§ Problems to solve:
a) In the article on Connecticut's proposal to erase criminal records, how many times has Dawn Grant-Lockley been denied a pardon?
b) From the article on Connecticut's proposal to erase criminal records, quote the stretch from "She now runs" through "three decades later.".

::: Extract provided

Some Connecticut lawmakers want to automatically erase the criminal records of those who haven’t reoffended after a set time period. They say the penalty people pay when they commit a crime goes beyond the time services and becomes a life-sentence keeping them from finding good jobs and a safe place to live.
“I’ve had to be harassed by people once they find out I have a record,” said Dawn Grant-Lockley of Stratford.
Grant-Lockley has been out of prison for 22 years and earned a master’s degree in Social work from Columbia University.
“It’s on my resume and they don’t care. They look at the fact that I was incarcerated,” she said.
She now runs her own clinical social work office, but has been denied a pardon all four times she’s applied to the State Board of Pardons and Parole.
Rogsbert King of Bridgeport applied for a pardon after her crack cocaine conviction came back to haunt her when she applied for a job three decades later.
“They sent me my conviction record that dated back to 1987,” she recalled.

::::::
::: Information shown

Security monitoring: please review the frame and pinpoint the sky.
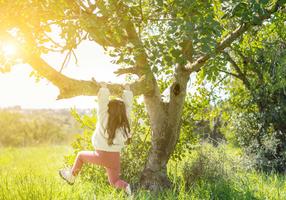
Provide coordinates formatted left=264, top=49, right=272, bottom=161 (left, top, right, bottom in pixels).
left=0, top=41, right=124, bottom=109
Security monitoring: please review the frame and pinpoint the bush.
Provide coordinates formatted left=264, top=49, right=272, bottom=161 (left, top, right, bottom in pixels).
left=182, top=143, right=249, bottom=188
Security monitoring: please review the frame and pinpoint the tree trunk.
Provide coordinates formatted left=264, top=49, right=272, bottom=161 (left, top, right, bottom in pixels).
left=140, top=66, right=189, bottom=191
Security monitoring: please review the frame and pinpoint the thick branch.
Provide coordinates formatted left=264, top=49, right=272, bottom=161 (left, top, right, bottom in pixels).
left=186, top=0, right=285, bottom=73
left=224, top=52, right=250, bottom=89
left=26, top=55, right=148, bottom=99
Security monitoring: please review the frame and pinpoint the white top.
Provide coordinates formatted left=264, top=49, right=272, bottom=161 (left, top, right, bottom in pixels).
left=91, top=87, right=133, bottom=152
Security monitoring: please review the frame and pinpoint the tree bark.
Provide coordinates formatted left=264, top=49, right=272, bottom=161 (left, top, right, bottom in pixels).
left=140, top=66, right=189, bottom=191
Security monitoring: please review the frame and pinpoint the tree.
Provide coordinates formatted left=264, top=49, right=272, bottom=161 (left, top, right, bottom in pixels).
left=214, top=13, right=286, bottom=173
left=0, top=0, right=285, bottom=190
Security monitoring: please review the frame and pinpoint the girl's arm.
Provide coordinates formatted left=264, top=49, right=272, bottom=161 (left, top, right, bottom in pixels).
left=122, top=84, right=133, bottom=122
left=97, top=83, right=110, bottom=121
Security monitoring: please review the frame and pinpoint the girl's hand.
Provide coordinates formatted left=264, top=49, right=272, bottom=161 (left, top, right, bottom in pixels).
left=124, top=83, right=130, bottom=90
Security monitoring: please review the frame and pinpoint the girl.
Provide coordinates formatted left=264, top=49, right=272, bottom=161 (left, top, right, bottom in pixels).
left=59, top=83, right=133, bottom=195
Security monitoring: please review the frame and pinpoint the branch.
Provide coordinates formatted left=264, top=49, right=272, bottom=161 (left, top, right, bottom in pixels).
left=223, top=52, right=251, bottom=89
left=185, top=0, right=285, bottom=73
left=26, top=55, right=149, bottom=99
left=218, top=69, right=239, bottom=78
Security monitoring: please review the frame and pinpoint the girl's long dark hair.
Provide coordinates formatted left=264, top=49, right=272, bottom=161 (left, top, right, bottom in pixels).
left=106, top=99, right=130, bottom=145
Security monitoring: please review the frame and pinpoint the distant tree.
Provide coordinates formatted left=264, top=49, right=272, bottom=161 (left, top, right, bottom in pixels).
left=0, top=0, right=285, bottom=190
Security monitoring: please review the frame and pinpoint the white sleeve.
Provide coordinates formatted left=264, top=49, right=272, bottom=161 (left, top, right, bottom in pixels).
left=122, top=90, right=133, bottom=123
left=97, top=87, right=110, bottom=121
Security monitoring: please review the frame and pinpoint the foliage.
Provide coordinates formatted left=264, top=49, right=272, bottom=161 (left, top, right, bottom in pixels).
left=0, top=146, right=286, bottom=200
left=225, top=14, right=286, bottom=172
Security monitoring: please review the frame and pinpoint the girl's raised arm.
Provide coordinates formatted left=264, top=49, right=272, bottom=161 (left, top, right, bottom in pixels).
left=97, top=84, right=110, bottom=120
left=122, top=84, right=133, bottom=122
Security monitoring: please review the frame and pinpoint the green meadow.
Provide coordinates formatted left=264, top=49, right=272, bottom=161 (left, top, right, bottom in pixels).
left=0, top=145, right=286, bottom=200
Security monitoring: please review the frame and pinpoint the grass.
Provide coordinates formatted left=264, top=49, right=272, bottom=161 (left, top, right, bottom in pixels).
left=0, top=146, right=286, bottom=200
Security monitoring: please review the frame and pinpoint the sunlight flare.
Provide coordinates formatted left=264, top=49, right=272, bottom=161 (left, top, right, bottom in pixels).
left=1, top=43, right=17, bottom=57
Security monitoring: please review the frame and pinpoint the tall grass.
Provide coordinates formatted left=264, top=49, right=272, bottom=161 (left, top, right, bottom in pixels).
left=0, top=146, right=286, bottom=200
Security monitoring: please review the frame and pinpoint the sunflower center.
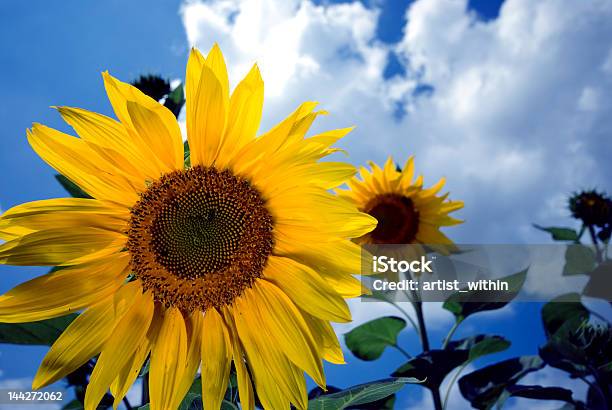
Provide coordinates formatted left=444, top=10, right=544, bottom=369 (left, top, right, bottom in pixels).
left=128, top=166, right=274, bottom=311
left=364, top=194, right=419, bottom=244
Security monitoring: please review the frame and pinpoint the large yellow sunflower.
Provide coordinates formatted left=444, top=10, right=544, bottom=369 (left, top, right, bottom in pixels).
left=0, top=46, right=376, bottom=410
left=339, top=157, right=463, bottom=248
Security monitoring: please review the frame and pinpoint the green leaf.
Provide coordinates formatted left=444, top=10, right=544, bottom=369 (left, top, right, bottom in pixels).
left=542, top=293, right=589, bottom=338
left=179, top=377, right=202, bottom=410
left=344, top=316, right=406, bottom=361
left=391, top=349, right=469, bottom=389
left=0, top=313, right=77, bottom=346
left=533, top=224, right=578, bottom=242
left=220, top=400, right=240, bottom=410
left=507, top=384, right=574, bottom=403
left=563, top=245, right=597, bottom=276
left=446, top=335, right=510, bottom=362
left=442, top=269, right=527, bottom=321
left=308, top=378, right=419, bottom=410
left=459, top=356, right=544, bottom=409
left=55, top=174, right=91, bottom=198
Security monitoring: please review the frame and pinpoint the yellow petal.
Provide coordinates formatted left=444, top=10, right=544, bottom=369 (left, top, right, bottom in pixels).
left=127, top=101, right=183, bottom=169
left=217, top=65, right=264, bottom=168
left=264, top=256, right=351, bottom=322
left=233, top=289, right=307, bottom=409
left=250, top=280, right=325, bottom=387
left=302, top=312, right=345, bottom=364
left=27, top=124, right=138, bottom=206
left=56, top=107, right=155, bottom=184
left=0, top=198, right=130, bottom=236
left=149, top=307, right=187, bottom=410
left=32, top=281, right=140, bottom=390
left=202, top=309, right=232, bottom=409
left=0, top=252, right=130, bottom=323
left=187, top=66, right=227, bottom=166
left=0, top=227, right=126, bottom=266
left=85, top=292, right=154, bottom=410
left=223, top=308, right=255, bottom=410
left=176, top=311, right=204, bottom=401
left=102, top=72, right=183, bottom=177
left=185, top=48, right=205, bottom=122
left=204, top=43, right=229, bottom=107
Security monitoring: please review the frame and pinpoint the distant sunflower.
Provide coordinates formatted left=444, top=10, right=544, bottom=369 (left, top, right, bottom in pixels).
left=340, top=157, right=463, bottom=253
left=0, top=46, right=376, bottom=410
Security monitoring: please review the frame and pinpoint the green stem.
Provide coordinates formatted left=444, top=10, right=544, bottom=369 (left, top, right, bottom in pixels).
left=383, top=296, right=421, bottom=337
left=142, top=372, right=149, bottom=406
left=442, top=319, right=463, bottom=349
left=589, top=225, right=603, bottom=263
left=412, top=300, right=442, bottom=410
left=412, top=301, right=430, bottom=352
left=391, top=344, right=412, bottom=360
left=442, top=361, right=470, bottom=410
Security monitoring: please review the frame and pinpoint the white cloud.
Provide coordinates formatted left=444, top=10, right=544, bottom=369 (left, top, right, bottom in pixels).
left=182, top=0, right=612, bottom=247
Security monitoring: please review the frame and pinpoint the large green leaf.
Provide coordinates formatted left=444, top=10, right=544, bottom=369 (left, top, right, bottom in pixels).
left=308, top=385, right=396, bottom=410
left=391, top=349, right=469, bottom=389
left=446, top=335, right=510, bottom=361
left=344, top=316, right=406, bottom=360
left=0, top=313, right=77, bottom=346
left=563, top=244, right=597, bottom=276
left=542, top=293, right=589, bottom=338
left=55, top=174, right=91, bottom=198
left=443, top=269, right=527, bottom=321
left=533, top=224, right=578, bottom=242
left=179, top=377, right=202, bottom=410
left=308, top=378, right=419, bottom=410
left=459, top=356, right=544, bottom=409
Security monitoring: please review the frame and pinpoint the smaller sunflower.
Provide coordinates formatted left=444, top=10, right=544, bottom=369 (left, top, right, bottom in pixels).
left=339, top=157, right=463, bottom=253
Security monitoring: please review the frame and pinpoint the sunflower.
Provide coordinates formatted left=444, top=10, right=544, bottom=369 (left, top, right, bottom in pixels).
left=0, top=45, right=376, bottom=410
left=339, top=157, right=463, bottom=254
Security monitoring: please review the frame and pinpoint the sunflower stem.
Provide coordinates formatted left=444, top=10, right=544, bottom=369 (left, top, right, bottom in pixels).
left=413, top=300, right=442, bottom=410
left=142, top=372, right=149, bottom=406
left=589, top=224, right=603, bottom=263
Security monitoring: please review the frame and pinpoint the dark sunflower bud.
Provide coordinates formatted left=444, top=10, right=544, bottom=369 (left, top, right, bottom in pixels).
left=569, top=190, right=612, bottom=227
left=132, top=74, right=170, bottom=101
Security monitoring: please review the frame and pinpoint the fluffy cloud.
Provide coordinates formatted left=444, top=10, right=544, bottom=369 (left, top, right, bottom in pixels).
left=181, top=0, right=612, bottom=366
left=182, top=0, right=612, bottom=243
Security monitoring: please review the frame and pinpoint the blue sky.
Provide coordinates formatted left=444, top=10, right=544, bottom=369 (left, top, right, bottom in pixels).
left=0, top=0, right=612, bottom=407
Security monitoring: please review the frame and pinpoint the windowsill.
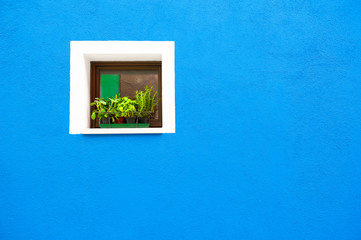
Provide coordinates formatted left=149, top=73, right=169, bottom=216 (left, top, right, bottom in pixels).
left=81, top=128, right=166, bottom=134
left=69, top=41, right=175, bottom=134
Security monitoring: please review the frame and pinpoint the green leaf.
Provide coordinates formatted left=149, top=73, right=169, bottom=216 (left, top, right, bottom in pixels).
left=92, top=112, right=96, bottom=120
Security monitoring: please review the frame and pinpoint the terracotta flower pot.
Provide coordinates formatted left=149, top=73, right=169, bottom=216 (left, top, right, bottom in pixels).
left=115, top=117, right=125, bottom=123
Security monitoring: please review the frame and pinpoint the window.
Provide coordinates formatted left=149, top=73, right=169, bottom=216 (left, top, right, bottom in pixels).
left=90, top=61, right=162, bottom=128
left=69, top=41, right=175, bottom=134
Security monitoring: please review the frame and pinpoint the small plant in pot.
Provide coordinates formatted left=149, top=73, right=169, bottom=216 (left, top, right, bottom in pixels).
left=90, top=98, right=116, bottom=124
left=135, top=86, right=159, bottom=123
left=117, top=97, right=137, bottom=123
left=112, top=94, right=125, bottom=124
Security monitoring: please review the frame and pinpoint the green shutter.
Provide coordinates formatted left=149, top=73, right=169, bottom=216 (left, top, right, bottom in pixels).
left=100, top=74, right=119, bottom=99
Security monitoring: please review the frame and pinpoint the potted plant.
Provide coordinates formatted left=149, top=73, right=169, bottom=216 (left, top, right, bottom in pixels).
left=135, top=86, right=159, bottom=123
left=117, top=97, right=137, bottom=123
left=90, top=98, right=117, bottom=124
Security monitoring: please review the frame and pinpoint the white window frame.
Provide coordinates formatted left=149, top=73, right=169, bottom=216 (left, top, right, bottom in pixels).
left=69, top=41, right=175, bottom=134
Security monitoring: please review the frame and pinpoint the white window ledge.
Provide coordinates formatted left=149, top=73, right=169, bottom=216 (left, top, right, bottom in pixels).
left=69, top=41, right=175, bottom=134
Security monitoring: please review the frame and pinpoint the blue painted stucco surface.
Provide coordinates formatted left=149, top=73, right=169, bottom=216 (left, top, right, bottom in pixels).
left=0, top=0, right=361, bottom=240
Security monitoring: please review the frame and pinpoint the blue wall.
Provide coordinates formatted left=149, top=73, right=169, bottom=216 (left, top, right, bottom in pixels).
left=0, top=0, right=361, bottom=240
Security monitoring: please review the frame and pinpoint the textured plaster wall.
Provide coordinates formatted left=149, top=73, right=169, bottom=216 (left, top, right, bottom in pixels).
left=0, top=0, right=361, bottom=240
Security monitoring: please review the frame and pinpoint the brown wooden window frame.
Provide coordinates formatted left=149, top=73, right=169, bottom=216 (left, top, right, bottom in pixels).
left=89, top=61, right=162, bottom=128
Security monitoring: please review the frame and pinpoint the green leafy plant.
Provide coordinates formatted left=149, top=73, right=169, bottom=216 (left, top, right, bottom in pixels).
left=116, top=97, right=137, bottom=118
left=135, top=86, right=159, bottom=118
left=90, top=95, right=120, bottom=123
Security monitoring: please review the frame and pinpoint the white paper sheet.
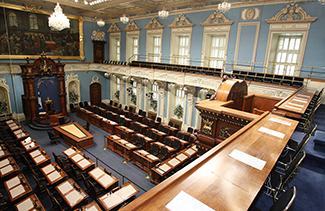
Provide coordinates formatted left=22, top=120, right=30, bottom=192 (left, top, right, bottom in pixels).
left=258, top=127, right=285, bottom=138
left=6, top=176, right=20, bottom=189
left=16, top=198, right=34, bottom=211
left=229, top=149, right=266, bottom=170
left=166, top=191, right=214, bottom=211
left=269, top=117, right=292, bottom=126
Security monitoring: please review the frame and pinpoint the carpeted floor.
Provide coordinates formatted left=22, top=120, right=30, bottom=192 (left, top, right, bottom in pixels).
left=0, top=106, right=325, bottom=211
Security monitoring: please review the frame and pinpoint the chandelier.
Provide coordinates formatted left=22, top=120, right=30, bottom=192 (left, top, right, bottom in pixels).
left=317, top=0, right=325, bottom=6
left=97, top=18, right=105, bottom=27
left=120, top=14, right=129, bottom=24
left=158, top=8, right=169, bottom=19
left=49, top=3, right=70, bottom=31
left=218, top=0, right=231, bottom=13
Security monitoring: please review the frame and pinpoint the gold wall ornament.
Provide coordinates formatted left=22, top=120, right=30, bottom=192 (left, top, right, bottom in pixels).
left=202, top=119, right=213, bottom=136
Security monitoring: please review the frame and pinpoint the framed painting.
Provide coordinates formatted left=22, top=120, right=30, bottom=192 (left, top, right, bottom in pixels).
left=0, top=3, right=85, bottom=60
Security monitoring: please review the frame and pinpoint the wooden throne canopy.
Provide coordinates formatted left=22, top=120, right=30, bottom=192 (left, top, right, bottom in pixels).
left=20, top=53, right=68, bottom=123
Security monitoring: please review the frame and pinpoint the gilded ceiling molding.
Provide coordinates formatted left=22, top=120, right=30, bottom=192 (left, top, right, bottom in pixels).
left=107, top=23, right=122, bottom=33
left=144, top=17, right=165, bottom=30
left=201, top=12, right=234, bottom=26
left=266, top=3, right=317, bottom=24
left=124, top=20, right=141, bottom=32
left=169, top=14, right=195, bottom=28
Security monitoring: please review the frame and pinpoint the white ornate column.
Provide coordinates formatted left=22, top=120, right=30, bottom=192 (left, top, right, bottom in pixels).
left=157, top=82, right=168, bottom=120
left=195, top=89, right=208, bottom=129
left=184, top=86, right=195, bottom=126
left=166, top=83, right=176, bottom=120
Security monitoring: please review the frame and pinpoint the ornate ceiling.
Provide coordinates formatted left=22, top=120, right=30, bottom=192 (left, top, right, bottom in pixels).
left=10, top=0, right=243, bottom=21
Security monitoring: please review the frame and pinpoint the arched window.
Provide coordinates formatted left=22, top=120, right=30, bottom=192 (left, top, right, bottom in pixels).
left=29, top=14, right=38, bottom=29
left=9, top=12, right=18, bottom=27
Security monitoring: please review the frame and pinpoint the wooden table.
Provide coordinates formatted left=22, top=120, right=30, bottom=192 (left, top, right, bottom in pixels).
left=102, top=120, right=118, bottom=134
left=41, top=162, right=68, bottom=185
left=133, top=149, right=160, bottom=175
left=121, top=112, right=298, bottom=211
left=97, top=182, right=139, bottom=210
left=75, top=201, right=102, bottom=211
left=53, top=122, right=94, bottom=149
left=88, top=166, right=118, bottom=189
left=29, top=148, right=51, bottom=167
left=0, top=144, right=10, bottom=159
left=4, top=174, right=32, bottom=202
left=69, top=151, right=95, bottom=171
left=15, top=194, right=45, bottom=211
left=115, top=125, right=135, bottom=140
left=55, top=179, right=89, bottom=208
left=0, top=157, right=19, bottom=178
left=20, top=137, right=40, bottom=152
left=273, top=87, right=316, bottom=119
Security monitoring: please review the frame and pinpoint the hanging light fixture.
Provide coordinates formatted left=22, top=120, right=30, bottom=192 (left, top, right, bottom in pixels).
left=97, top=18, right=105, bottom=27
left=317, top=0, right=325, bottom=6
left=158, top=8, right=169, bottom=19
left=49, top=3, right=70, bottom=31
left=120, top=14, right=129, bottom=24
left=218, top=0, right=231, bottom=13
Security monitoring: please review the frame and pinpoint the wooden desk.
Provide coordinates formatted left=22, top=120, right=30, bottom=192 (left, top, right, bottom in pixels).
left=121, top=112, right=298, bottom=211
left=115, top=126, right=135, bottom=140
left=0, top=144, right=10, bottom=159
left=89, top=114, right=104, bottom=128
left=41, top=162, right=68, bottom=185
left=133, top=149, right=160, bottom=174
left=0, top=157, right=19, bottom=178
left=88, top=166, right=118, bottom=189
left=15, top=194, right=45, bottom=211
left=4, top=174, right=32, bottom=202
left=97, top=182, right=139, bottom=210
left=53, top=122, right=94, bottom=149
left=75, top=201, right=102, bottom=211
left=29, top=148, right=51, bottom=167
left=69, top=151, right=95, bottom=171
left=13, top=128, right=29, bottom=140
left=102, top=120, right=118, bottom=134
left=55, top=179, right=89, bottom=208
left=20, top=137, right=40, bottom=152
left=272, top=87, right=316, bottom=119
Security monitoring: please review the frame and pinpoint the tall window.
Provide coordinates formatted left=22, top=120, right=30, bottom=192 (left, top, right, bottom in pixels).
left=9, top=13, right=18, bottom=27
left=177, top=36, right=189, bottom=64
left=29, top=14, right=38, bottom=29
left=274, top=35, right=302, bottom=75
left=208, top=34, right=226, bottom=68
left=110, top=37, right=121, bottom=61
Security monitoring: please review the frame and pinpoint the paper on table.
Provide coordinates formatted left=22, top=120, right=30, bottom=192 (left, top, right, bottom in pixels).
left=89, top=168, right=104, bottom=180
left=98, top=174, right=114, bottom=188
left=258, top=127, right=285, bottom=138
left=9, top=185, right=25, bottom=198
left=34, top=155, right=45, bottom=164
left=58, top=181, right=73, bottom=195
left=168, top=158, right=180, bottom=166
left=269, top=117, right=291, bottom=126
left=166, top=191, right=214, bottom=211
left=229, top=149, right=266, bottom=170
left=42, top=164, right=55, bottom=174
left=6, top=176, right=20, bottom=189
left=0, top=165, right=14, bottom=175
left=103, top=192, right=123, bottom=208
left=65, top=190, right=83, bottom=206
left=48, top=171, right=61, bottom=182
left=176, top=153, right=187, bottom=161
left=71, top=154, right=83, bottom=162
left=16, top=198, right=34, bottom=211
left=29, top=150, right=41, bottom=158
left=78, top=159, right=90, bottom=168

::::::

§ Solutions:
a) She has been denied a pardon all four times she applied to the State Board of Pardons and Parole.

b)
She now runs her own clinical social work office, but has been denied a pardon all four times she’s applied to the State Board of Pardons and Parole.
Rogsbert King of Bridgeport applied for a pardon after her crack cocaine conviction came back to haunt her when she applied for a job three decades later.